**** Dataset records
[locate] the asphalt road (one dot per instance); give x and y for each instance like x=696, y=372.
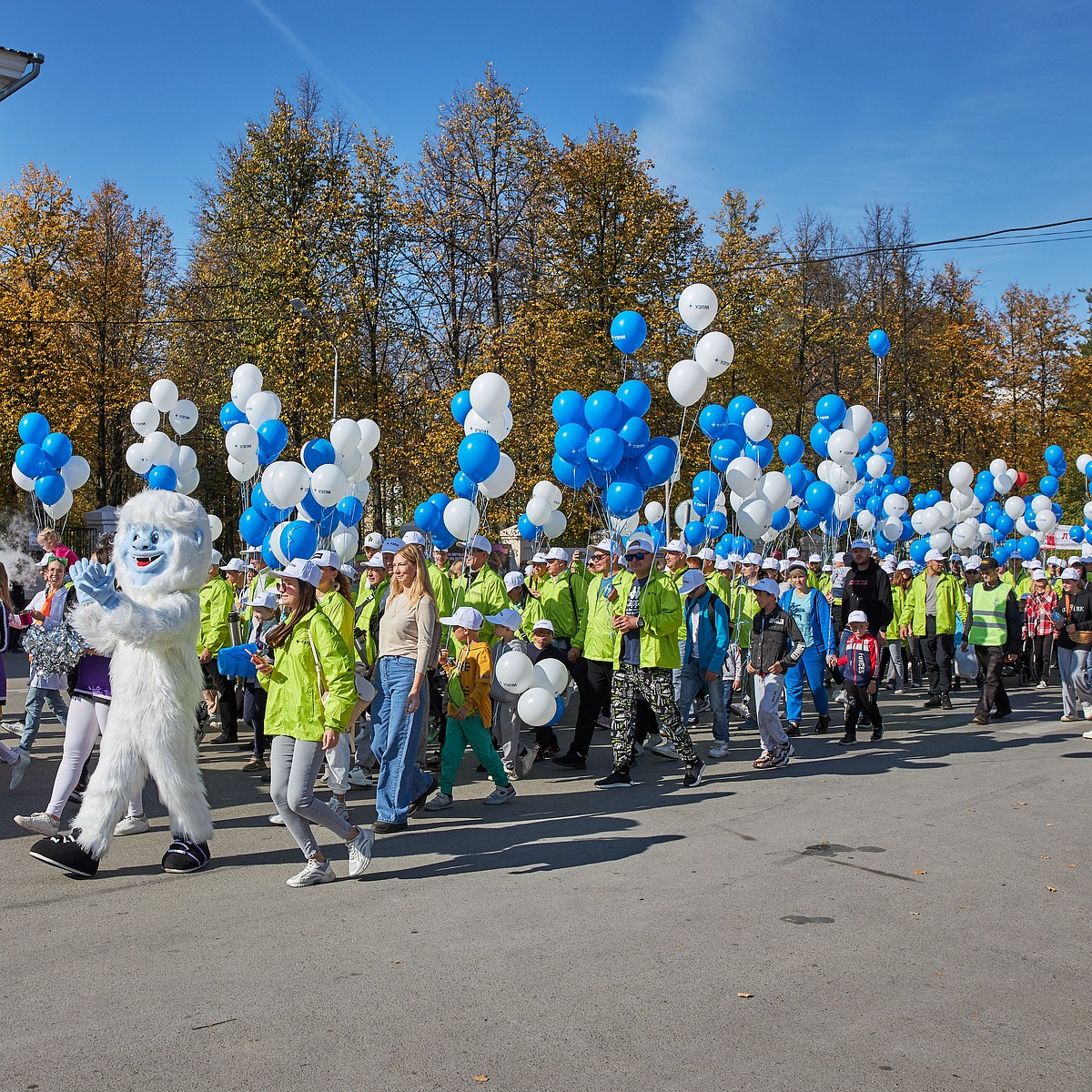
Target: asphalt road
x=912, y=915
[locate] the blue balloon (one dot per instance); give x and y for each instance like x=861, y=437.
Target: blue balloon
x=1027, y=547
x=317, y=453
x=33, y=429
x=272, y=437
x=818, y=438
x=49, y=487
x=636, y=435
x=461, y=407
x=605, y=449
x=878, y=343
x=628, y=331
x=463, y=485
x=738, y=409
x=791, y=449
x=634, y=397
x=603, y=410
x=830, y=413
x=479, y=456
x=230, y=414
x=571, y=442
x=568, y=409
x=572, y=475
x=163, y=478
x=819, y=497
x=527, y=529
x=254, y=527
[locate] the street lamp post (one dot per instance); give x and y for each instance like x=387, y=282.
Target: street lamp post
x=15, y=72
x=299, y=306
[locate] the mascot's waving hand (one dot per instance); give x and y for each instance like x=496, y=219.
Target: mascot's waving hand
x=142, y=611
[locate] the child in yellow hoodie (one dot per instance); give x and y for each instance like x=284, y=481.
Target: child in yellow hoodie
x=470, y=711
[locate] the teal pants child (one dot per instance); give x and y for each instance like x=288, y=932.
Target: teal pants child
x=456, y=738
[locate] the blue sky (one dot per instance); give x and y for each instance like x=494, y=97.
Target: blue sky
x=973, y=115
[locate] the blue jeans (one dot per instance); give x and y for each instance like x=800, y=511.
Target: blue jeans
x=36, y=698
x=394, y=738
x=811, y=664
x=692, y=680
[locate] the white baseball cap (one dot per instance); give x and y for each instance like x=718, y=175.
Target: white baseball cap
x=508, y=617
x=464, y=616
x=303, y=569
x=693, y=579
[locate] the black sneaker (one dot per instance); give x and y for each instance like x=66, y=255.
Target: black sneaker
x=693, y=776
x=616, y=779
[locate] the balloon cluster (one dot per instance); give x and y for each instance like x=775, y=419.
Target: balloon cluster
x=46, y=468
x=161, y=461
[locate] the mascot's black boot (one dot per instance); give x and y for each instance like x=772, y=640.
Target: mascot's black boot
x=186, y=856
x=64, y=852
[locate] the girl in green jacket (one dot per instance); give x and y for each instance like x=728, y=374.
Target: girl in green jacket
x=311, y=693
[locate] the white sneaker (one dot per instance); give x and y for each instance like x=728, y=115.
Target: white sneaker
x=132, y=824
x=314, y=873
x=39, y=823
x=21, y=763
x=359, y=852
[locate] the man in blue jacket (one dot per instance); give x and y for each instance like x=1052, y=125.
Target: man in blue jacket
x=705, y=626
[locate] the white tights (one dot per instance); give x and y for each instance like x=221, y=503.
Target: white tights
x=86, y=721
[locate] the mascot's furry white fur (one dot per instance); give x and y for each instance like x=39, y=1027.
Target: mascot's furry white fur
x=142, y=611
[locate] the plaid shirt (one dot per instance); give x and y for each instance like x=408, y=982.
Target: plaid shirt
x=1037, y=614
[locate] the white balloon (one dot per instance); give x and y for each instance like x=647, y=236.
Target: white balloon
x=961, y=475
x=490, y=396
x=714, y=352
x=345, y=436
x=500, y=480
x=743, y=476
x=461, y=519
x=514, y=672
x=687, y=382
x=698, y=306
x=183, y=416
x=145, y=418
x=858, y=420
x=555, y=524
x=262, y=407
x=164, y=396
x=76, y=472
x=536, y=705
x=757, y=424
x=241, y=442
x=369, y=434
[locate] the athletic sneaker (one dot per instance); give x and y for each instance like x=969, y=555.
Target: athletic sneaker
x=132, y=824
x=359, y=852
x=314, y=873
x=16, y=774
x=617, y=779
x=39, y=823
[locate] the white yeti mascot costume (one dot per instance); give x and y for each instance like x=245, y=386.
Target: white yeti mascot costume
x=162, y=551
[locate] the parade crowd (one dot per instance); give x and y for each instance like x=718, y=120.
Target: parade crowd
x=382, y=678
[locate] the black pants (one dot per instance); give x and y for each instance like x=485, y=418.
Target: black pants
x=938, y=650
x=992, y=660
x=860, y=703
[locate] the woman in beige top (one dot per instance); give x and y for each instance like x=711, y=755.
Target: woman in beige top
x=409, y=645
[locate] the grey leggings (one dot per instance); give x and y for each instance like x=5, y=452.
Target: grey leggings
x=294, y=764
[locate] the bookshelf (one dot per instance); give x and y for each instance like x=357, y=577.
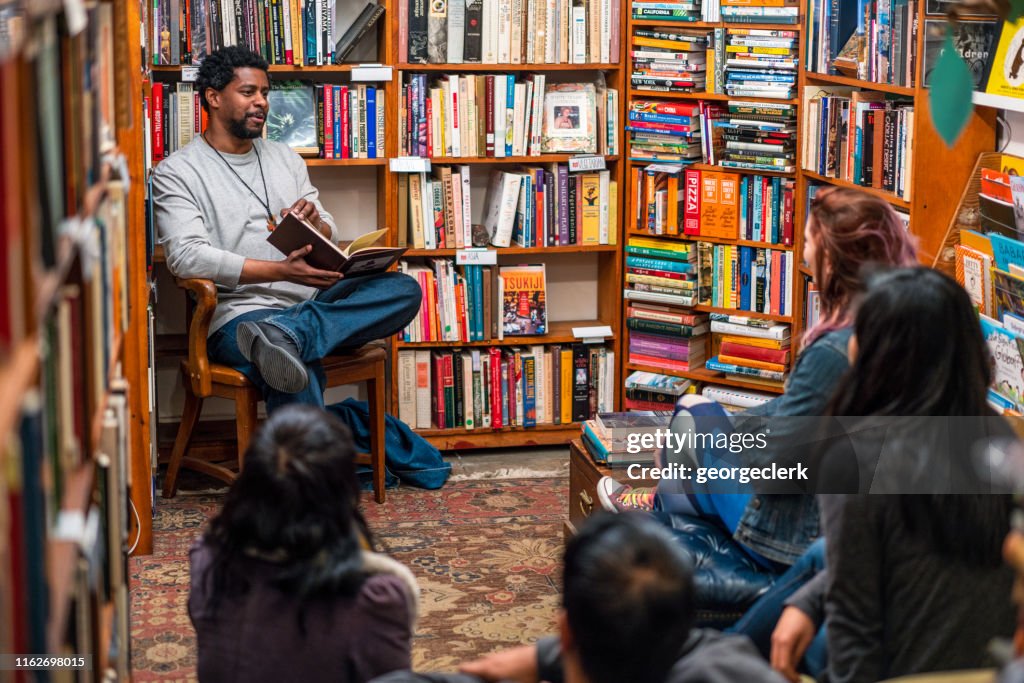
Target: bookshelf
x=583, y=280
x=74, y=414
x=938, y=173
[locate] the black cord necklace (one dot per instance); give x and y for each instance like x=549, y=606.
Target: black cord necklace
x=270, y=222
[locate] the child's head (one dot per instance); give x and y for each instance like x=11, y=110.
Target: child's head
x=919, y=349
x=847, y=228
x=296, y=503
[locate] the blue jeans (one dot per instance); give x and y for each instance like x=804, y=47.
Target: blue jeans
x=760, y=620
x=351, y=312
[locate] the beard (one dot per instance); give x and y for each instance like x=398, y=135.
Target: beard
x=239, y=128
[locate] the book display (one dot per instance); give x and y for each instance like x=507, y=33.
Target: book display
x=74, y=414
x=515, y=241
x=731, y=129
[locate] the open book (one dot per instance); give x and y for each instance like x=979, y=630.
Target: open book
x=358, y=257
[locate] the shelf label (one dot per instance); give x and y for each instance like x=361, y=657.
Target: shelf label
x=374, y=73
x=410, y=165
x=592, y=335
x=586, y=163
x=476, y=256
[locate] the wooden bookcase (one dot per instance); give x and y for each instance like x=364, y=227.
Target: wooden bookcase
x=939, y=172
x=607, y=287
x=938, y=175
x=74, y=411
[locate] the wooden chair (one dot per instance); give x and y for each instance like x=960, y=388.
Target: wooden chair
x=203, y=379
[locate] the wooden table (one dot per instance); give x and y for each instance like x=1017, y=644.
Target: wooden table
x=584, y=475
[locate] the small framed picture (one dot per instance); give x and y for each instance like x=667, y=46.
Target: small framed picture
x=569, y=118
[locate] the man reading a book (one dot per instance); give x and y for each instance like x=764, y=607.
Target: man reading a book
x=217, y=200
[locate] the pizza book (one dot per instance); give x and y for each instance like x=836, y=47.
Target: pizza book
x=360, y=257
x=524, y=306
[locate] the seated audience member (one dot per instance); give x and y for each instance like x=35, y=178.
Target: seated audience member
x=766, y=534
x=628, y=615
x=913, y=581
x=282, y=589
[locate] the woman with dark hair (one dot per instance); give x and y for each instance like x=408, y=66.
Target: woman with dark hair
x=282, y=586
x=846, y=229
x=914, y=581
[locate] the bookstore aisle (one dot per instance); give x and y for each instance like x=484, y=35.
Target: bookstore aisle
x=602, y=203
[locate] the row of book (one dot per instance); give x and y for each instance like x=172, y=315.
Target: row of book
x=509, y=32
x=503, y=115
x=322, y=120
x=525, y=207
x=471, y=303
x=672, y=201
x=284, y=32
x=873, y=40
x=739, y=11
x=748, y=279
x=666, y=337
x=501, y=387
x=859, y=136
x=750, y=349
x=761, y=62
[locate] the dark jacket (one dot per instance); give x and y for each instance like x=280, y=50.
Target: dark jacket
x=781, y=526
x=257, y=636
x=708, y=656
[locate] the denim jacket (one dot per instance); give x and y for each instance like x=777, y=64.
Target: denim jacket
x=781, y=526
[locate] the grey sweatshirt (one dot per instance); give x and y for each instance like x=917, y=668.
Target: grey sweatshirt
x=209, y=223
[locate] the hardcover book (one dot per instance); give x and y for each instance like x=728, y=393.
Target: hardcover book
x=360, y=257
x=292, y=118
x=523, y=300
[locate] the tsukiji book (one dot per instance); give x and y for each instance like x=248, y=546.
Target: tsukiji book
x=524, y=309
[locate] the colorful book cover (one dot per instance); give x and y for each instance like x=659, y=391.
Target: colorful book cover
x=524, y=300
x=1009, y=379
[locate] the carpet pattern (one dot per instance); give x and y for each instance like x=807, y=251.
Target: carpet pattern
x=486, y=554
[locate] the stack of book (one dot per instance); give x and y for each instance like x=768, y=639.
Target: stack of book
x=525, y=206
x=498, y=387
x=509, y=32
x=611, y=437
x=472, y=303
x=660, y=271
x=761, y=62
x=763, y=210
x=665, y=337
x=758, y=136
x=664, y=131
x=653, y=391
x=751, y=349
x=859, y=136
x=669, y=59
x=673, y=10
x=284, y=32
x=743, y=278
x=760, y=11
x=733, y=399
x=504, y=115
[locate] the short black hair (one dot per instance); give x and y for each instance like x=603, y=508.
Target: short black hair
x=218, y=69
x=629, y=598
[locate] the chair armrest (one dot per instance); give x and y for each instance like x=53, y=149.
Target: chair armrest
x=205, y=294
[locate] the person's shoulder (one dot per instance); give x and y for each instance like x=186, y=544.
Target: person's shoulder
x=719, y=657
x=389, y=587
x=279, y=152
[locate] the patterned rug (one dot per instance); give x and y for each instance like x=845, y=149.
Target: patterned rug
********
Copy the records starting at the line that contains "[locate] the mascot's furry" and ending at the line that contains "x=938, y=173", replacing "plaid shirt" with "checkered shirt" and leaving everything else unchanged. Omit the pictures from your copy.

[locate] the mascot's furry white fur (one dot per instance); give x and y for each instance like x=39, y=1027.
Target: mascot's furry white fur
x=142, y=611
[locate] the checkered shirt (one dot per instance); give x and y for each instance like x=408, y=982.
Target: checkered shirt
x=1037, y=614
[locate] the white balloon (one dot per instance); give x and y for each instance like x=647, y=236.
Target: white balloon
x=961, y=475
x=490, y=396
x=714, y=352
x=345, y=436
x=500, y=480
x=743, y=476
x=461, y=519
x=514, y=672
x=687, y=382
x=698, y=306
x=183, y=416
x=145, y=418
x=858, y=420
x=555, y=524
x=262, y=407
x=164, y=396
x=76, y=472
x=536, y=705
x=757, y=424
x=241, y=442
x=369, y=434
[locate] the athletic sneaker (one dot per instance); give x and y for each instance like x=969, y=555.
Target: athletic sneaker
x=132, y=824
x=359, y=852
x=314, y=873
x=16, y=774
x=617, y=779
x=39, y=823
[locate] the white yeti mascot costume (one dot per instance); give x and y for each instance like x=245, y=386.
Target: white yeti mascot costume
x=162, y=551
[locate] the parade crowd (one dot per instance); give x and y for each instance like x=718, y=120.
Target: parade crowd
x=382, y=678
[locate] the black pants (one dot per instance); give x and y for each instance like x=485, y=418.
Target: black pants
x=938, y=650
x=992, y=660
x=860, y=703
[locate] the woman in beige top (one dot per instance); give x and y for each instance like x=711, y=755.
Target: woman in beige top
x=409, y=645
[locate] the grey leggings (one dot per instance); give x and y for each instance like x=5, y=452.
Target: grey leggings
x=294, y=764
[locate] the bookshelf (one dot per instance); give x and y for each instance like x=357, y=577.
Target: bookshelf
x=583, y=280
x=74, y=414
x=938, y=173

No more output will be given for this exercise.